■ **TASK STATEMENT**: Reproduce the following passage about this UFC event's fight card word for word, in full.

■ **TEXT BLOCK**:
▼
On February 7, it was reported that a UFC Women's Featherweight Championship bout between current champion Cris Cyborg (who is also a former Strikeforce Women's Featherweight Champion and Invicta FC Featherweight Champion) and former Invicta FC Bantamweight Champion Yana Kunitskaya would headline the event. Edgar remained on the card, facing Brian Ortega in the co-main event.

A bantamweight bout between former UFC Flyweight Championship challenger and The Ultimate Fighter: Team Bisping vs. Team Miller bantamweight winner John Dodson and Pedro Munhoz is expected to take place at the event. The pairing was originally scheduled to take place one month earlier at UFC Fight Night: Machida vs. Anders but was scrapped from the event after Munhoz missed weight and Dodson did not agree to fight at a catchweight.

Bobby Green was expected to face Beneil Dariush at the event, but pulled out on February 14 due to injury. He was replaced by promotional newcomer Alexander Hernandez.

This event had five split decisions, making it the most split decision bouts in UFC history. UFC 274 in May 2022 also tied this record.
▲
■ **RECORDS**:
▼
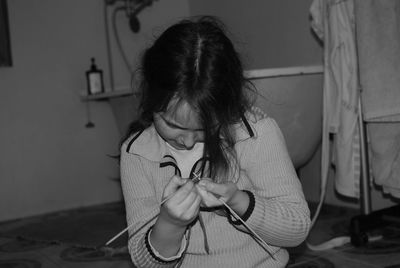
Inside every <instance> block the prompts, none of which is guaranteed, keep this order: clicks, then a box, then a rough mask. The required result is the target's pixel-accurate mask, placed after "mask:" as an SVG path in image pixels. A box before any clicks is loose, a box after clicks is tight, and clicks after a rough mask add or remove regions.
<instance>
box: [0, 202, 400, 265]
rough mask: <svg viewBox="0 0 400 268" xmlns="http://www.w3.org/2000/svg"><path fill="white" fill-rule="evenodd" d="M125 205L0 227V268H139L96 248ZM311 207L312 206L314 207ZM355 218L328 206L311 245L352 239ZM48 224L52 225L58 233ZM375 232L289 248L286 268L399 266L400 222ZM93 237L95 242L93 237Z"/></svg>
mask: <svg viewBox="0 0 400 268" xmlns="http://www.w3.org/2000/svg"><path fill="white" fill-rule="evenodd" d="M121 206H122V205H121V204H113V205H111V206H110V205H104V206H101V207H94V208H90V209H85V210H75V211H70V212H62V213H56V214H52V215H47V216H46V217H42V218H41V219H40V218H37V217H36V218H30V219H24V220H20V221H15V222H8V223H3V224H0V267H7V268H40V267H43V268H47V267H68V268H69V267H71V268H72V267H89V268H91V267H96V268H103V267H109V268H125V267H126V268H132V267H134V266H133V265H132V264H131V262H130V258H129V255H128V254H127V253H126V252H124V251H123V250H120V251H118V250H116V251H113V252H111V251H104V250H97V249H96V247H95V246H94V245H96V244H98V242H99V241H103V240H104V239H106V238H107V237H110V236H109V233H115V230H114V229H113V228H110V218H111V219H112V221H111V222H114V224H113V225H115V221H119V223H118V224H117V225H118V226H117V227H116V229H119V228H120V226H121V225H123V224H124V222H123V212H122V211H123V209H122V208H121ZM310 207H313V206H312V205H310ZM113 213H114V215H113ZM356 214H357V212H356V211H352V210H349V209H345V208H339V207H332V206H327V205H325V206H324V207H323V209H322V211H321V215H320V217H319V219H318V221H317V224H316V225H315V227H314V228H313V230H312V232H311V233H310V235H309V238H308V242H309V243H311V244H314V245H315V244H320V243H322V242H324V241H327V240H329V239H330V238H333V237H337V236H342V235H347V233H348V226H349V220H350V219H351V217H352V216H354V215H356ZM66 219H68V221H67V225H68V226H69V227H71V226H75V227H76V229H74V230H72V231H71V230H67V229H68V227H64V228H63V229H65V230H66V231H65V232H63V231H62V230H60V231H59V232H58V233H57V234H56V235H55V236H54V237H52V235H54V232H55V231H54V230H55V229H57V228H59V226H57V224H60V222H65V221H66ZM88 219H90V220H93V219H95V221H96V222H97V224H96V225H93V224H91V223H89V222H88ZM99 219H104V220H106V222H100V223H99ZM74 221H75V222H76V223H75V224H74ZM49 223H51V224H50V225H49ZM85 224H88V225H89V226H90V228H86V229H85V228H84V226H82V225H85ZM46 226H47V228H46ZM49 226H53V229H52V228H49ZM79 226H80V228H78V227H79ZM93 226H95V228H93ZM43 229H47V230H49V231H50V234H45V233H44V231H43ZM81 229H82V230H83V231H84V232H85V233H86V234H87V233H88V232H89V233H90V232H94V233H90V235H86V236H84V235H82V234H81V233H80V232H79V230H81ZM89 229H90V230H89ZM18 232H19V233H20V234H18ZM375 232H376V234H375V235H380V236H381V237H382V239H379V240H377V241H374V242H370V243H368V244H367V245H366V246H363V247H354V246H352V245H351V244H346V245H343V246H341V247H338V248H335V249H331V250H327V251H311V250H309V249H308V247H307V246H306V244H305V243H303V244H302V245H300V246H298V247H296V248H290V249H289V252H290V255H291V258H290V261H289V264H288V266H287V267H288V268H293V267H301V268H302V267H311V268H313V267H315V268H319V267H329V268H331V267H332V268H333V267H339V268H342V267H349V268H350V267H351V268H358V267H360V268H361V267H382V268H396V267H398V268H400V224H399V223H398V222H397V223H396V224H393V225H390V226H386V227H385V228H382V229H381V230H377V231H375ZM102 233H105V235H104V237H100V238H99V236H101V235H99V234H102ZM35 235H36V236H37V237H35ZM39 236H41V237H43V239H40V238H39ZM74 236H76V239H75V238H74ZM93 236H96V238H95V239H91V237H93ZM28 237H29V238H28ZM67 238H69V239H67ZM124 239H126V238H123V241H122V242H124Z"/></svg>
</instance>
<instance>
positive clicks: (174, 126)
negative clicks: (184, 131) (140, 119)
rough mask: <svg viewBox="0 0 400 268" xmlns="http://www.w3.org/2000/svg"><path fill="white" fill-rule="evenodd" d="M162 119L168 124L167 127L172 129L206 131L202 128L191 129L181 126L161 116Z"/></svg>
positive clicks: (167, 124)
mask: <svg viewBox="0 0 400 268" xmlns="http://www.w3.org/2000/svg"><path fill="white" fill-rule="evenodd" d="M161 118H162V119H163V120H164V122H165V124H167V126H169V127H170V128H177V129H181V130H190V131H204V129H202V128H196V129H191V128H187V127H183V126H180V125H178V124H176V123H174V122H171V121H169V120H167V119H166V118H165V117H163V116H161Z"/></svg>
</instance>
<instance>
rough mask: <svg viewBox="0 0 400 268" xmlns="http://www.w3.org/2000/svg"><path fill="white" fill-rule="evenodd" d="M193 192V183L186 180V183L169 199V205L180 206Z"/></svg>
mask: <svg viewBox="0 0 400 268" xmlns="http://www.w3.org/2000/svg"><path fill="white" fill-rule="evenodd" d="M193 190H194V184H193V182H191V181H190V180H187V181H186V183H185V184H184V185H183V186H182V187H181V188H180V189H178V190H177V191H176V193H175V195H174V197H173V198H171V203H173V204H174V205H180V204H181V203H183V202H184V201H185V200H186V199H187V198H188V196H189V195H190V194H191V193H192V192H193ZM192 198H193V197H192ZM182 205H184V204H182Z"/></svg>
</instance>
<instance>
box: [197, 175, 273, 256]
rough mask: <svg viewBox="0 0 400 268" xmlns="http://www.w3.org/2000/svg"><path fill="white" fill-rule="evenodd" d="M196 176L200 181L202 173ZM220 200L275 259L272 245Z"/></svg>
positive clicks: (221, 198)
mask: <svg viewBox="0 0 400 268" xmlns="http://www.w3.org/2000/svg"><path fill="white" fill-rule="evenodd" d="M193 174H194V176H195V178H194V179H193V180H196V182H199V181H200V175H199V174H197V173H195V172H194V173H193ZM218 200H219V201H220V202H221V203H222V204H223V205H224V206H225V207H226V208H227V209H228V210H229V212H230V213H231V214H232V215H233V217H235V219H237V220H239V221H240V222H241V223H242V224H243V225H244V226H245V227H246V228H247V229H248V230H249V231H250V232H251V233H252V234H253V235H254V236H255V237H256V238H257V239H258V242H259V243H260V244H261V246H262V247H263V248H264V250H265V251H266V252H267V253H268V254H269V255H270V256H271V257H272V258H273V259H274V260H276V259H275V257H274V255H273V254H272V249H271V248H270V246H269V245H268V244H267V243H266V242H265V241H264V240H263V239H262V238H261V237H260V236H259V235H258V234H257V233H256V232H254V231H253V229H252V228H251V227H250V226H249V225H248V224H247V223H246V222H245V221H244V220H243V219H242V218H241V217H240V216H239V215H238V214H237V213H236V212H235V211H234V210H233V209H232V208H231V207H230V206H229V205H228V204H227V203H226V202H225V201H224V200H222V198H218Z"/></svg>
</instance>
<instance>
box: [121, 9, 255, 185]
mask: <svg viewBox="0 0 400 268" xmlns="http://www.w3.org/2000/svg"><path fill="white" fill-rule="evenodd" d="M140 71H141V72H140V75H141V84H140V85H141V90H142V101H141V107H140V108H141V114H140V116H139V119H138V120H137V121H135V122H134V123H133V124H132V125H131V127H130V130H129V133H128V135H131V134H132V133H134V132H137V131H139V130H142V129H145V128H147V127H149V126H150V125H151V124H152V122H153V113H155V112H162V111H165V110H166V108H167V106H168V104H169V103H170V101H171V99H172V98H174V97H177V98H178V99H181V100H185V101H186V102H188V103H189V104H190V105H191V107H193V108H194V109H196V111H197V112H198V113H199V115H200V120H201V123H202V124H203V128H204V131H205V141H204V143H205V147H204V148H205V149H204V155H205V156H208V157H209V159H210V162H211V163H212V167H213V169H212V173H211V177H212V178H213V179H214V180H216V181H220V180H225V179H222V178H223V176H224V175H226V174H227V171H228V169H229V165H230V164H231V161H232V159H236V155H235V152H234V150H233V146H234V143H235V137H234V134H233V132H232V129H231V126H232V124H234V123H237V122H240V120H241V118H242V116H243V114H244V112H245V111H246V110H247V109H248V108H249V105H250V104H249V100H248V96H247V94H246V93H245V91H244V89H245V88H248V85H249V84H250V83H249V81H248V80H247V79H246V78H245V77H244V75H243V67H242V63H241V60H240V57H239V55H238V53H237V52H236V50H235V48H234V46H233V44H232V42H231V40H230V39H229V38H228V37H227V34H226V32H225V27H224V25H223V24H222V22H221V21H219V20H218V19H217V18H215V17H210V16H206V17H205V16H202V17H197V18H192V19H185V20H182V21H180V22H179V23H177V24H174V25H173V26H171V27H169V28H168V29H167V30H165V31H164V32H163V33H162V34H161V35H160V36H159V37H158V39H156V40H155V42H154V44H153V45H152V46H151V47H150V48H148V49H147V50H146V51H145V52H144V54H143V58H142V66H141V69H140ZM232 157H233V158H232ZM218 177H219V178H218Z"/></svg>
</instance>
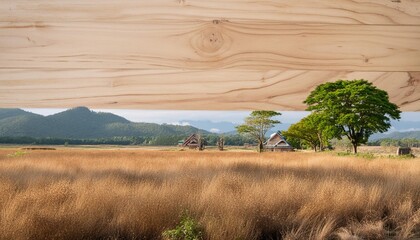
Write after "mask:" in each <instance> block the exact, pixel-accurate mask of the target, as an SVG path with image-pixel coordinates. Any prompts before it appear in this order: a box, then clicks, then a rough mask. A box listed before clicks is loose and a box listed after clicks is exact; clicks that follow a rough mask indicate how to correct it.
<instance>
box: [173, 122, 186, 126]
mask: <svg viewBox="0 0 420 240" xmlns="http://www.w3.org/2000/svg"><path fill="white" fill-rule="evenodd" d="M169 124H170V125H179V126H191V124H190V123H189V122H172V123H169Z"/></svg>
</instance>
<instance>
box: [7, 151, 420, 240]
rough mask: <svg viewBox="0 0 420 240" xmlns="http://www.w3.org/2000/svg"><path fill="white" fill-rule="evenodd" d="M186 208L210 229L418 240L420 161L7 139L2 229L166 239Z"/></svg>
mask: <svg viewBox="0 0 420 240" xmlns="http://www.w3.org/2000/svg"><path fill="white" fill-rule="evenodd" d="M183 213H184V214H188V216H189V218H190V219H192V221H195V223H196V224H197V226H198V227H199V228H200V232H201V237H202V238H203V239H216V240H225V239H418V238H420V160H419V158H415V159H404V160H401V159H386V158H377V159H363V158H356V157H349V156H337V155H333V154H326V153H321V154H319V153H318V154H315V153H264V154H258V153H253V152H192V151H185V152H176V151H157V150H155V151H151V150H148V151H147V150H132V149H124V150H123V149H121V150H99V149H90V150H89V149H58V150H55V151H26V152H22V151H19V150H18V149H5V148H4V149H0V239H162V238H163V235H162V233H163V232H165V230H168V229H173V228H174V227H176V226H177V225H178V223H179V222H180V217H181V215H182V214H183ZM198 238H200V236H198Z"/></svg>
▲
■ **YOUR SOLUTION**:
On February 7, it was reported that a UFC Women's Featherweight Championship bout between current champion Cris Cyborg (who is also a former Strikeforce Women's Featherweight Champion and Invicta FC Featherweight Champion) and former Invicta FC Bantamweight Champion Yana Kunitskaya would headline the event. Edgar remained on the card, facing Brian Ortega in the co-main event.

A bantamweight bout between former UFC Flyweight Championship challenger and The Ultimate Fighter: Team Bisping vs. Team Miller bantamweight winner John Dodson and Pedro Munhoz is expected to take place at the event. The pairing was originally scheduled to take place one month earlier at UFC Fight Night: Machida vs. Anders but was scrapped from the event after Munhoz missed weight and Dodson did not agree to fight at a catchweight.

Bobby Green was expected to face Beneil Dariush at the event, but pulled out on February 14 due to injury. He was replaced by promotional newcomer Alexander Hernandez.

This event had five split decisions, making it the most split decision bouts in UFC history. UFC 274 in May 2022 also tied this record.